━━━ TEXT FOR ANALYSIS ━━━
CCPIA Articles - Certified Commercial Property Inspectors Association

A hanging gas furnace is a cost-effective alternative to a central heating system in warehouses, garages, loading docks, and manufacturing environments that typically have high ceilings and open floor plans, as they do not take up floor space. Commonly referred to as hanging units, under most conditions, they do not require much maintenance, and have a service life of more than 25 years.

The hanging gas furnace uses a series of heat exchanger cells located in a common cabinet. This cabinet is hung up near the ceiling in the best location to provide heat to the desired space. Within the cabinet, there are gas burners or jets, a circulation fan, a gas valve, and an igniter, in addition to directional louvers to control where the heated air flows.

Common Concerns for Hanging Gas Furnaces

Commercial property inspectors should perform a visual assessment of hanging units, and verify that they are in good working condition using their thermostat. Inspectors are not required to operate units found in the “off” position.

Hanging units are typically installed near the ceiling. The installation height may pose an issue for the inspector attempting to access the unit. Some inspectors may choose to use binoculars, an advanced zoom camera, or a very tall ladder to access the unit and read the label plates. Note that some large buildings or spaces may have several units. Each unit will have its own thermostat.

There are several things to look for when inspecting hanging units. Most are a self-contained piece of heating equipment that requires connections only to the energy source. These units are installed in the spaces they are intended to heat and do not use ductwork to distribute heat. Any field additions or ducting should be noted as an issue in the inspection report.

The most common failure of these units is to the gas valve and igniter, and damage to the flue pipe. Gas valves routinely fail, and so does the igniter assembly. These are not expensive repairs; they can often be replaced by most maintenance technicians. The flue pipes extend upward through the roof. These are at least partially exposed to the elements, and this exposure can cause rust and corrosion. Inspectors should also note if any items impede the flow of heats, such as columns and ductwork.

In summary, inspectors will find hanging gas furnaces installed near the ceiling in large and open spaces, such as warehouses and manufacturing environments. The inspection of these units should include identifying and activating the thermostat. The thermostat should initiate the ignition and burners. A heat sensor should activate the circulation fan, and heat should be distributed through the exchangers. Each unit should be operated during the inspection, and visible issues should be noted. Use CCPIA’s Hanging Gas Furnace Inspection Checklist for help during an inspection.
━━━ EXERCISE DATA ━━━
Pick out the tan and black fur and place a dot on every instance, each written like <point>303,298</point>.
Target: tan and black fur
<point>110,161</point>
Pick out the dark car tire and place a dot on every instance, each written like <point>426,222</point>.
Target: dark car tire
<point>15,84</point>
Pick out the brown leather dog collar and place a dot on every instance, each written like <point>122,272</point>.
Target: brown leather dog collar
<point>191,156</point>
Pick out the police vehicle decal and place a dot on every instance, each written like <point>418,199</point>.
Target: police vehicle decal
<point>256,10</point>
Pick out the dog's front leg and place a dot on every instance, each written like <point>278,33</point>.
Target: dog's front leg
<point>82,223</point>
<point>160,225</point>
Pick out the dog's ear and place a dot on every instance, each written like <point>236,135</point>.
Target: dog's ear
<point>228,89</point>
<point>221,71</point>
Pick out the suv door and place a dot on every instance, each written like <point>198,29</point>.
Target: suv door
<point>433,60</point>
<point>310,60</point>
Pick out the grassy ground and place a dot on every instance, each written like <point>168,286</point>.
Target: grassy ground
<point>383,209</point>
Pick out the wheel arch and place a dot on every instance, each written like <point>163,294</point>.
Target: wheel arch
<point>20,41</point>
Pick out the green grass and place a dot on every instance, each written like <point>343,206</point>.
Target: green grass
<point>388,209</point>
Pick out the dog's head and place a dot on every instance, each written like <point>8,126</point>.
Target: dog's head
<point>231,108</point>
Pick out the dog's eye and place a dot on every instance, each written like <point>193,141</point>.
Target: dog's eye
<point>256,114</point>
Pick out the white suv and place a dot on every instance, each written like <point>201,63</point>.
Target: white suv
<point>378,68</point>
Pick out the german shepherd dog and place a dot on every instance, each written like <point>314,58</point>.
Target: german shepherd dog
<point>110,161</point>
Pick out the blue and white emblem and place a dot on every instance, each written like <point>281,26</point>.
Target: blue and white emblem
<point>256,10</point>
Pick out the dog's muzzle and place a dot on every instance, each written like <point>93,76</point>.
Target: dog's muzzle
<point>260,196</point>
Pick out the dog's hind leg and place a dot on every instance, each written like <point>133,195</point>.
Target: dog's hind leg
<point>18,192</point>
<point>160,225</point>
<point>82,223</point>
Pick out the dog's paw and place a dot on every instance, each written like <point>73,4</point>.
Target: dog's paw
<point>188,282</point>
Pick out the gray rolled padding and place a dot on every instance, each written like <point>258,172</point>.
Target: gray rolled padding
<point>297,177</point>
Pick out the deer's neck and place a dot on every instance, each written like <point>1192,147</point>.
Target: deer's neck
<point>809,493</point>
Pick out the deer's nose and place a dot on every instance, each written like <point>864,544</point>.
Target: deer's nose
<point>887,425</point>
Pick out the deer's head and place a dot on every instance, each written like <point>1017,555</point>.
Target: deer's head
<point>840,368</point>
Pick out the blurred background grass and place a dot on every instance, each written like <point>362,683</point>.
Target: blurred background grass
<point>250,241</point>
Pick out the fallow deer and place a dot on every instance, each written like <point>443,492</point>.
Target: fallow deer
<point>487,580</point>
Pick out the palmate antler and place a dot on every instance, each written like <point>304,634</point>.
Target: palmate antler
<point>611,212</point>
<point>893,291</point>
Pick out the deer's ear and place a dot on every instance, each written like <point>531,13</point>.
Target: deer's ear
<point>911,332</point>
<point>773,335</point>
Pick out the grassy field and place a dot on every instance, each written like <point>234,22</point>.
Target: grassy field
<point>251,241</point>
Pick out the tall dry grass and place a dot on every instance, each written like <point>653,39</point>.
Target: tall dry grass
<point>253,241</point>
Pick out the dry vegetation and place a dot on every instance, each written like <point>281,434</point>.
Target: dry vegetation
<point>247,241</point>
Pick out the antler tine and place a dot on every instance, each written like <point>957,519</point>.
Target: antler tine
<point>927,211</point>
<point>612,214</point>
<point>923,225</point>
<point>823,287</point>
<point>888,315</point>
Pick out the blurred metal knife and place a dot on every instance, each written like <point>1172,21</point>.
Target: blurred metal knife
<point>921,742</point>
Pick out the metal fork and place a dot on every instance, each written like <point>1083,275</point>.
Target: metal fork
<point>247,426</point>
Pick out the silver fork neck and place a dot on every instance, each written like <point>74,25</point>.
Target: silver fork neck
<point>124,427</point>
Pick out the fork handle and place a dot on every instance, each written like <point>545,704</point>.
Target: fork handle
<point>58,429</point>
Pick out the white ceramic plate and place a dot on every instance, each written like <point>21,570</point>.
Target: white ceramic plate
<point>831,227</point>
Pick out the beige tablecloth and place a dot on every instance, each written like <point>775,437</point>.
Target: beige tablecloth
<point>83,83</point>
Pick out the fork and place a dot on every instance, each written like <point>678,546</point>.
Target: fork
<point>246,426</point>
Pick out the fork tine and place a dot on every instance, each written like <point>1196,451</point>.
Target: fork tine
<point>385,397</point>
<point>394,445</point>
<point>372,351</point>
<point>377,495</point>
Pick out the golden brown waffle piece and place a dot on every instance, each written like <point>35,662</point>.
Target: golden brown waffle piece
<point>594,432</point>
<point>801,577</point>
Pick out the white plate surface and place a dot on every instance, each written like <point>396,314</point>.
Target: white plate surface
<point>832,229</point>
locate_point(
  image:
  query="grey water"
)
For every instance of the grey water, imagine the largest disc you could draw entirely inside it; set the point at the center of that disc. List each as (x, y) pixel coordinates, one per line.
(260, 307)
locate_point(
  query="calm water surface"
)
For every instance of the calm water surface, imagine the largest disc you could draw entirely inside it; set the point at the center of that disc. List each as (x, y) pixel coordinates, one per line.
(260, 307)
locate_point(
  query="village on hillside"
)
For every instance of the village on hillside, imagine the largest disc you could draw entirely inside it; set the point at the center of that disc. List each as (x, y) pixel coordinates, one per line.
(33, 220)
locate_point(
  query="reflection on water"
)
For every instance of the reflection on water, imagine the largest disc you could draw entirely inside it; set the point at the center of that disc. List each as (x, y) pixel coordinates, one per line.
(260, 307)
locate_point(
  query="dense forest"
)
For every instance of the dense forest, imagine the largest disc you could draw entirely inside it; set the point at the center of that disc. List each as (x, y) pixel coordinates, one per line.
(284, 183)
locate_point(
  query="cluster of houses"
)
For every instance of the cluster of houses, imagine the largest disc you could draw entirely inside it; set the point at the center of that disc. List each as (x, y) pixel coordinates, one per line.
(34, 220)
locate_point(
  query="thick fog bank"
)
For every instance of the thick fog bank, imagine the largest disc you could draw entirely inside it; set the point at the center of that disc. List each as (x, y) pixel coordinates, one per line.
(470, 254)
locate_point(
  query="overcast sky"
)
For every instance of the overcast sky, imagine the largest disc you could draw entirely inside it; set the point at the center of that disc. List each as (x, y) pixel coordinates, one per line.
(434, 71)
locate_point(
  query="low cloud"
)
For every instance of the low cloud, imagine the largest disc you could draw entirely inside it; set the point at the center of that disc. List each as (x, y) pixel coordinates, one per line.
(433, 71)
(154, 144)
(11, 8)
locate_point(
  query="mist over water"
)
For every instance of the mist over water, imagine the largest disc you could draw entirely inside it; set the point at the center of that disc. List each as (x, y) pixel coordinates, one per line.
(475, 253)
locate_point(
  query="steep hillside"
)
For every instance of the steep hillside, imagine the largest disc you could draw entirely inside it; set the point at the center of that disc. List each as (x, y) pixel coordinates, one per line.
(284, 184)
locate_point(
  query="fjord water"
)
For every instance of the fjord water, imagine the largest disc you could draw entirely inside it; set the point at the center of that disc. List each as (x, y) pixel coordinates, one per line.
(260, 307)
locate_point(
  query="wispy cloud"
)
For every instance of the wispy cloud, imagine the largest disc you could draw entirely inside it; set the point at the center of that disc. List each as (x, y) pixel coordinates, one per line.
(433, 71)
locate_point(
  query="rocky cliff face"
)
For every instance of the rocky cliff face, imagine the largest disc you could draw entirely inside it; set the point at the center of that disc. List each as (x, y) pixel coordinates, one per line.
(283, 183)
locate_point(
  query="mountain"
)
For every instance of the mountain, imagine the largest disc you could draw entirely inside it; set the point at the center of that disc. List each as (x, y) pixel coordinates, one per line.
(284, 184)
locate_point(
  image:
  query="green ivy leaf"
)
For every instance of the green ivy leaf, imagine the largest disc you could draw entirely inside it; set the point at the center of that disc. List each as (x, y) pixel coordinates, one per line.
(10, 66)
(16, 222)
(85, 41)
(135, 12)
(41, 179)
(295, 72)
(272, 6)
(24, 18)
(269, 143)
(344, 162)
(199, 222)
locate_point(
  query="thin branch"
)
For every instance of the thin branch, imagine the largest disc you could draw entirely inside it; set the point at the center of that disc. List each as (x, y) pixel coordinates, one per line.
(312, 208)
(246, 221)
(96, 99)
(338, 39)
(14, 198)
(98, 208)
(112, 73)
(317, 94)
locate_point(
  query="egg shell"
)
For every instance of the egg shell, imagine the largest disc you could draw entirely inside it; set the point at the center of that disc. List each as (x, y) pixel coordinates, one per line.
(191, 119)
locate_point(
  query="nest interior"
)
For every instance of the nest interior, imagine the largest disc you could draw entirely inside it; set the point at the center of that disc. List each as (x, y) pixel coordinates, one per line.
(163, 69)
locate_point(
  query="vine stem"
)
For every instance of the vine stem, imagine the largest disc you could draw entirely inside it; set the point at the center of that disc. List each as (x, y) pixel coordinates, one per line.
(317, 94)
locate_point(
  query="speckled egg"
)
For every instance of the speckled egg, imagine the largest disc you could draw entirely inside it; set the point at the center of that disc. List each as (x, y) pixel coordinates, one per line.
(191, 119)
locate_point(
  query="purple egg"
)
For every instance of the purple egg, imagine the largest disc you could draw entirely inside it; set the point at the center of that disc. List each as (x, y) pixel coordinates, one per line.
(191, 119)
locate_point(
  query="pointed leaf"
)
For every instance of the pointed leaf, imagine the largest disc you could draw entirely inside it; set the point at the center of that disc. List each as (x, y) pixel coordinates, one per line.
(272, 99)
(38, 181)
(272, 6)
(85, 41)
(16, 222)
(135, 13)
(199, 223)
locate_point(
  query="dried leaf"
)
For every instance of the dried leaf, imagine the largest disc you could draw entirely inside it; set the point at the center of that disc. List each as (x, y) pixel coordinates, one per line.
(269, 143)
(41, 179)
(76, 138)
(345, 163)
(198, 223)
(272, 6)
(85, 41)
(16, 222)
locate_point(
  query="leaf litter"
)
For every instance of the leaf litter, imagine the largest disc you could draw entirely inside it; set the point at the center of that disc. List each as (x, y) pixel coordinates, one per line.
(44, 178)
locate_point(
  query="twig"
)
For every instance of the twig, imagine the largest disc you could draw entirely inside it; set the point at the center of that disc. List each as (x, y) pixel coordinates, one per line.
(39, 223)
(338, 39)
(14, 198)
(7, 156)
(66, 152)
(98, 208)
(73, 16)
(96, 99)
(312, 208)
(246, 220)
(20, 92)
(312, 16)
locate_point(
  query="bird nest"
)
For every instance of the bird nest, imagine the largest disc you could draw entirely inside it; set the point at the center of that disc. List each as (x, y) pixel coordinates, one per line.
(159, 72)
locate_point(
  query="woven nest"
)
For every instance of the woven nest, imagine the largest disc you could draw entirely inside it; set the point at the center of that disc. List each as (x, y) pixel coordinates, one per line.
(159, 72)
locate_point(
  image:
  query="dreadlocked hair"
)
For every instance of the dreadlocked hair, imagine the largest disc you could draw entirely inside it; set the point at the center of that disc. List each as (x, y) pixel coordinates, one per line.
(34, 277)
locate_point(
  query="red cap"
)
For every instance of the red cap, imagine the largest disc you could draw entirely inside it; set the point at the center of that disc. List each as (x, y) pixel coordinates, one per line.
━━━
EXERCISE REQUIREMENTS:
[a] Translate this sentence from the article on hanging gas furnaces into Spanish: "The flue pipes extend upward through the roof."
[b] Copy the article on hanging gas furnaces word for word from "The most common" to "columns and ductwork.".
[c] For each statement, say whether it agrees with the article on hanging gas furnaces, answering yes or no and quoting the words of the article that decide it: (i) Hanging units have a service life of more than 25 years. (ii) Inspectors must operate units they find switched off. (iii) Hanging units distribute heat through ductwork.

TASK-BY-TASK RESULTS:
[a] Los tubos de humos se extienden hacia arriba a través del techo.

[b]
The most common failure of these units is to the gas valve and igniter, and damage to the flue pipe. Gas valves routinely fail, and so does the igniter assembly. These are not expensive repairs; they can often be replaced by most maintenance technicians. The flue pipes extend upward through the roof. These are at least partially exposed to the elements, and this exposure can cause rust and corrosion. Inspectors should also note if any items impede the flow of heats, such as columns and ductwork.

[c]
(i) Yes: "have a service life of more than 25 years"
(ii) No: "Inspectors are not required to operate units found in the “off” position."
(iii) No: "do not use ductwork to distribute heat"